Description of the task
Write out every line from the line with "detect_objects — Locates the specified small" to the line with "left=12, top=62, right=205, bottom=112", both ends included, adding -108 to each box coordinate.
──────── Excerpted data
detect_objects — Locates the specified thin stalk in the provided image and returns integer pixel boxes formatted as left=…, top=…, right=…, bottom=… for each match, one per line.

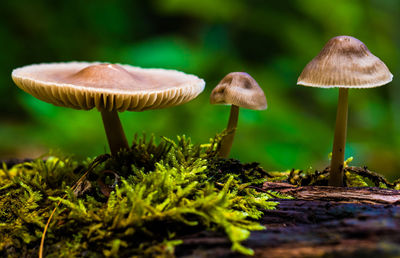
left=101, top=110, right=129, bottom=155
left=219, top=105, right=239, bottom=158
left=329, top=88, right=349, bottom=186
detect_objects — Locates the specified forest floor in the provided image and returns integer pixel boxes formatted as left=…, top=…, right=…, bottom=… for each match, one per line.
left=176, top=182, right=400, bottom=258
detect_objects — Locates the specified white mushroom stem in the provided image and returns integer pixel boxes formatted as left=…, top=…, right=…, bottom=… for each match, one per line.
left=219, top=105, right=239, bottom=158
left=329, top=88, right=349, bottom=186
left=101, top=110, right=129, bottom=155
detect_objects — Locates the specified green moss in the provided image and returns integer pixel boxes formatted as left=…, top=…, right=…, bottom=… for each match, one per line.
left=0, top=136, right=277, bottom=257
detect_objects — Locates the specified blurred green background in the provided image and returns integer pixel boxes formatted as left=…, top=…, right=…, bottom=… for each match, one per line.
left=0, top=0, right=400, bottom=179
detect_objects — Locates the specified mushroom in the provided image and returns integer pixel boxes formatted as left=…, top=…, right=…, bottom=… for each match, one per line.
left=12, top=62, right=205, bottom=155
left=297, top=36, right=393, bottom=186
left=210, top=72, right=267, bottom=158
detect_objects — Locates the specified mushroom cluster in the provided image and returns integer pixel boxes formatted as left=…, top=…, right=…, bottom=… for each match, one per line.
left=12, top=62, right=205, bottom=155
left=12, top=36, right=393, bottom=186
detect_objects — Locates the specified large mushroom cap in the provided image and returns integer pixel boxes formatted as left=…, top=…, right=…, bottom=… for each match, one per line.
left=12, top=62, right=205, bottom=111
left=210, top=72, right=267, bottom=110
left=297, top=36, right=393, bottom=88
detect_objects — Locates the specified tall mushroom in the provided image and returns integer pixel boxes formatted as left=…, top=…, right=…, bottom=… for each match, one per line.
left=12, top=62, right=205, bottom=155
left=210, top=72, right=267, bottom=158
left=297, top=36, right=393, bottom=186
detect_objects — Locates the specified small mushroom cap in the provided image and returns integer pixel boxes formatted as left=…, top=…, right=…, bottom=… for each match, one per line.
left=210, top=72, right=267, bottom=110
left=12, top=62, right=205, bottom=112
left=297, top=36, right=393, bottom=88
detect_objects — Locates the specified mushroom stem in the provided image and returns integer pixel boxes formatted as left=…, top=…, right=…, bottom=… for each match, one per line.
left=219, top=105, right=239, bottom=159
left=101, top=110, right=129, bottom=155
left=329, top=88, right=349, bottom=186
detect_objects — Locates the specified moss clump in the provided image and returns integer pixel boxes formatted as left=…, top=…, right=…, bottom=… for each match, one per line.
left=0, top=134, right=277, bottom=257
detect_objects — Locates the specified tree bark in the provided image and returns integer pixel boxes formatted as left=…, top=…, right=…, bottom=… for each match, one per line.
left=177, top=183, right=400, bottom=258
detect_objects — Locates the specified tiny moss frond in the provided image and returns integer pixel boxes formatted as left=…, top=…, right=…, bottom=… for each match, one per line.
left=0, top=136, right=277, bottom=257
left=268, top=157, right=400, bottom=189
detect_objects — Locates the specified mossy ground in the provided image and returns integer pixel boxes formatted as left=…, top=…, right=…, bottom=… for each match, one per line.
left=0, top=136, right=400, bottom=257
left=0, top=136, right=288, bottom=257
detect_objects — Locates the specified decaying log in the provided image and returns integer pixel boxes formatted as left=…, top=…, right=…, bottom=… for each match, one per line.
left=177, top=183, right=400, bottom=258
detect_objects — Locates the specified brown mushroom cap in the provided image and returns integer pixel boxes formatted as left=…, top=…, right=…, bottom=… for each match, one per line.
left=297, top=36, right=393, bottom=88
left=210, top=72, right=267, bottom=110
left=12, top=62, right=205, bottom=111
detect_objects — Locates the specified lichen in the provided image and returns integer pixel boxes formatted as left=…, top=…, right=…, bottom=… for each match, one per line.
left=0, top=136, right=282, bottom=257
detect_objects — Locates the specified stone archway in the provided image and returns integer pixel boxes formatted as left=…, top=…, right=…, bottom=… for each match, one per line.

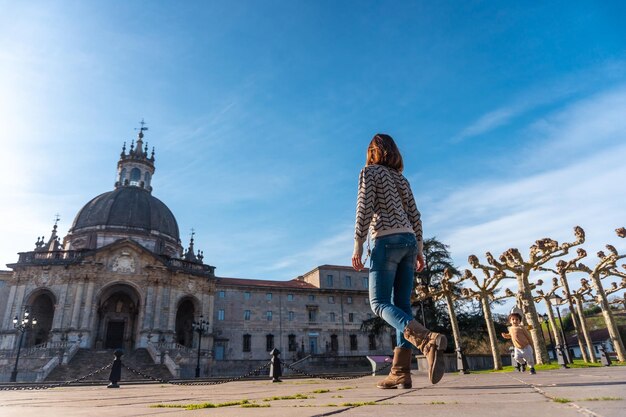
────────────────
Full output
detect_objects — Locates the specified small mushroom cap in the provided image and returns integer pixel boxes formatted as left=…, top=…, right=…, bottom=… for each match, one per line.
left=102, top=-36, right=159, bottom=2
left=-96, top=-46, right=97, bottom=4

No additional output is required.